* **Compiti da svolgere**
(A) Secondo la recensione, quante possibilità di completa guarigione lascia la malattia che colpisce il ragazzo?
(B) Trascrivi dalla recensione il passo che parte dalle parole "Chiaramente non ci" e termina dopo "tutt'altro che semplice.".

* **Brano da leggere**
>>
50/50 - La Recensione

L'ardua sfida intrapresa dal regista Jonathan Levine di realizzare la pellicola “50/50" può considerarsi adesso abbondantemente compiuta. Chiunque diffiderebbe a sentir parlare di commedia quando di fronte si ha una trama dove un ragazzo poco più che venticinquenne viene colpito da una rara malattia di cancro che lascia solamente una possibilità su due di completa guarigione. Ma in questo caso il genere, seppur non rispettato nel suo significato più totale, non è nemmeno da considerarsi poi così "violato".

Chiaramente non ci si può aspettare che una storia simile metta a disposizione una grande quantità di spunti comici e/o divertenti eppure, grazie soprattutto all’innesto di un Seth Rogen mai così indispensabile e nel suo ruolo per antonomasia, la pellicola di Levine riesce a sorprendere tutti trovando una strada che sfrutti al massimo le buonissime situazioni a disposizione arrivando ad ottenere un piacevole e particolare retrogusto dolce-amaro, risultato di un trattato di giusta ironia e grande delicatezza su una tematica tutt'altro che semplice.
<<
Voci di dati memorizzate
>>
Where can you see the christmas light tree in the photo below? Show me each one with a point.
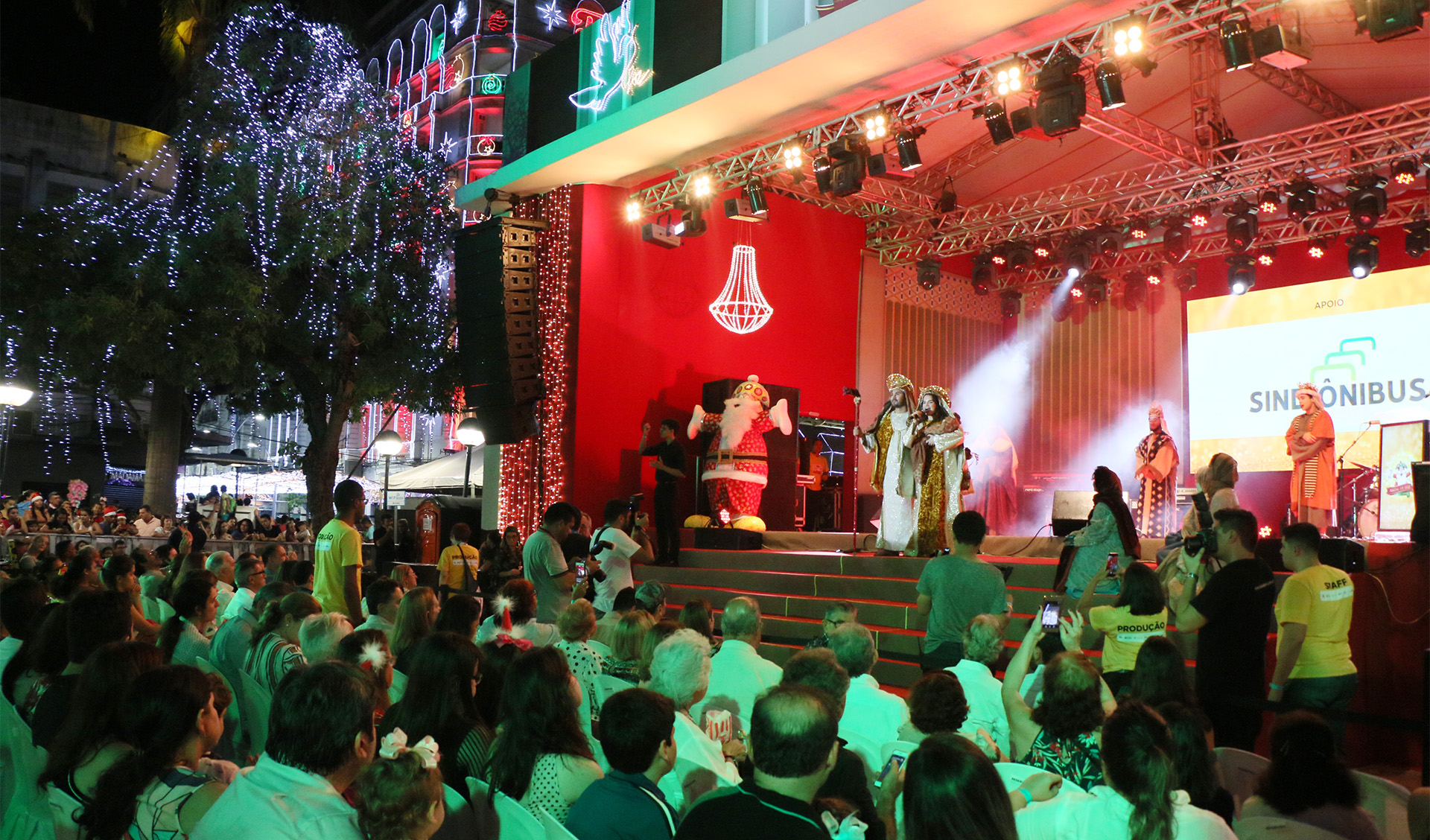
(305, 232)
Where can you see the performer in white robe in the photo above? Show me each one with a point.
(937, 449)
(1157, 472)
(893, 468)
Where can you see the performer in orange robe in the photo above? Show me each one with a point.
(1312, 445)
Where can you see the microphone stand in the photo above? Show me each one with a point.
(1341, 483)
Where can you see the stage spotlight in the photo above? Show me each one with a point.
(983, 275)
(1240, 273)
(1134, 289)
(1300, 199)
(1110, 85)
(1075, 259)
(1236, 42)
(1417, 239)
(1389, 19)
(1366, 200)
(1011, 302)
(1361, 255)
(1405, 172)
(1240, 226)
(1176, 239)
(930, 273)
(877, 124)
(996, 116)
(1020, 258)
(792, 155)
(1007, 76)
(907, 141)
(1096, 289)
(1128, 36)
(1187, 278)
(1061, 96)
<<
>>
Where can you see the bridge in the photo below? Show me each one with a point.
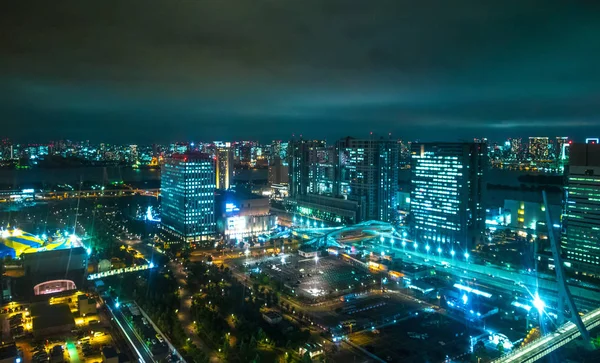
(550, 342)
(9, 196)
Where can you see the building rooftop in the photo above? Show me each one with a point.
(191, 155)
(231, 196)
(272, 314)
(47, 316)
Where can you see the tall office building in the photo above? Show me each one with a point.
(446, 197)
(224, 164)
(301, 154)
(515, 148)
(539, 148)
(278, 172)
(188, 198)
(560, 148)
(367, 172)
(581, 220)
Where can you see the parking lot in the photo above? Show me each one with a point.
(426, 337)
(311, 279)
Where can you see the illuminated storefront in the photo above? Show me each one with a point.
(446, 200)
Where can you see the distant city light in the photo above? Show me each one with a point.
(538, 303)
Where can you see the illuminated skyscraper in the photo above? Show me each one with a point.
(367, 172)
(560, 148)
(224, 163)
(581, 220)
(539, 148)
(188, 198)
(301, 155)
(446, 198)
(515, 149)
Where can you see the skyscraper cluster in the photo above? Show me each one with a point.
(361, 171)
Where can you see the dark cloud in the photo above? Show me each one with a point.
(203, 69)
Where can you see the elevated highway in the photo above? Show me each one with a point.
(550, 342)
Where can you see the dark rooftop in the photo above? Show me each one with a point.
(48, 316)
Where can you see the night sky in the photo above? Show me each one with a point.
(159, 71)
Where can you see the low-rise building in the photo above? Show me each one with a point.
<<
* **Esercizi risolti**
(A) Una possibilità su due.

(B)
Chiaramente non ci si può aspettare che una storia simile metta a disposizione una grande quantità di spunti comici e/o divertenti eppure, grazie soprattutto all’innesto di un Seth Rogen mai così indispensabile e nel suo ruolo per antonomasia, la pellicola di Levine riesce a sorprendere tutti trovando una strada che sfrutti al massimo le buonissime situazioni a disposizione arrivando ad ottenere un piacevole e particolare retrogusto dolce-amaro, risultato di un trattato di giusta ironia e grande delicatezza su una tematica tutt'altro che semplice.